Условие задания: Перепишите фрагмент текста о Фоме Аквинском, начиная со слов «Когда Аквинат прибыл» и продолжая вплоть до слов «был большой живот.». В этом фрагменте замените «густой бородой» на «окладистой бородой».

Текст:
________
Научный подход Аристотеля больше подходил для удовлетворения практических нужд.
Средневековый мир пробуждался, начали появляться первые технические новинки (например, открытый трубопровод). Христианская теология впервые столкнулась с проблемой научного объяснения принципов работы мира. Там, где раньше господствовала мистическая вера, начал поднимать голову разум. (При встрече с неизбежной глупостью людей трудно было размышлять о загробном мире или идти чистить канализацию.) Это изменение мировоззрения сопровождалось переменами в других сферах. В суде возрождение методов римского права вело к проведению полноценных расследований, заменивших попытки найти «истину» за счет пыток ответчика. Казалось, что дела людей начали, наконец, руководствоваться рассудком. Европа была на пороге Ренессанса.
То, что он тогда не наступил, - это другая история, и Фома сыграл в ней свою роль. Укрепив догматы церкви при помощи логики Аристотеля, он отдалил неизбежное. Затем в XIV веке наступлению эпохи Возрождения помешала чума, Черная Смерть, оставившая после себя горы трупов и нереализовавшихся идей по всей Европе.
Когда Аквинат прибыл в Париж с Альбертом Великим, он поселился в Латинском квартале, получившем свое название из-за широкой рас пространенности в этом районе латинского языка: на нем говорили снимавшие там комнаты студенты.
Фома Аквинский остановился на улице св.
Жака, в то время главной улице квартала, на которой располагался колледж якобинцев (французских доминиканцев). После получения степени бакалавра, Аквинат, которому теперь было уже 30, получил право преподавать. Высокий, худощавый молодой человек сильно изменился: бычьи глаза теперь оттенялись густой бородой, а верхняя часть головы постепенно становилась лысой.
Биографы Аквината приводят много странных подробностей и его нелепых привычек; достоверно можно сказать, что у Фомы был большой живот.
Единственную причину этого я нахожу в том, что ел он много и был неразборчив в еде.
Несмотря на нерасполагающую внешность и отсутствие должных манер, он быстро стал любимцем студентов, его лекции начали собирать толпы. Этот человек прекрасно знал труды Аристотеля, а также мог объяснить его самые сложные идеи очень доступно.
Но идеи Аристотеля утратили популярность среди консервативно настроенных церковных служителей. К тому времени, когда Аквинат появился в Париже, учение Аристотеля уже не менее четырех раз проклиналось как ведущее к безверию. (В 1231 году папа Григорий IX даже собрал комиссию, чтобы вычеркнуть нежелательные места из работ Аристотеля.) Но Фома делал все возможное, чтобы избегать столкновения с церковью.
Он интерпретировал Аристотеля так, чтобы не противоречить теологии. Основанное на самоочевидных божественных принципах и истинах (данных в Библии), знание может строиться на принципах разума. Четыре столетия спустя, по этому же проекту попробует построить свою философию Спиноза.
________
Исходные материалы:
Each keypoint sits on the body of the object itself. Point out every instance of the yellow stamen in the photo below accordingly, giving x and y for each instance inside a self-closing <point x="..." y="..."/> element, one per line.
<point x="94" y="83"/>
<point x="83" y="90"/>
________
Ответ к заданию:
Когда Аквинат прибыл в Париж с Альбертом Великим, он поселился в Латинском квартале, получившем свое название из-за широкой рас пространенности в этом районе латинского языка: на нем говорили снимавшие там комнаты студенты.
Фома Аквинский остановился на улице св.
Жака, в то время главной улице квартала, на которой располагался колледж якобинцев (французских доминиканцев). После получения степени бакалавра, Аквинат, которому теперь было уже 30, получил право преподавать. Высокий, худощавый молодой человек сильно изменился: бычьи глаза теперь оттенялись окладистой бородой, а верхняя часть головы постепенно становилась лысой.
Биографы Аквината приводят много странных подробностей и его нелепых привычек; достоверно можно сказать, что у Фомы был большой живот.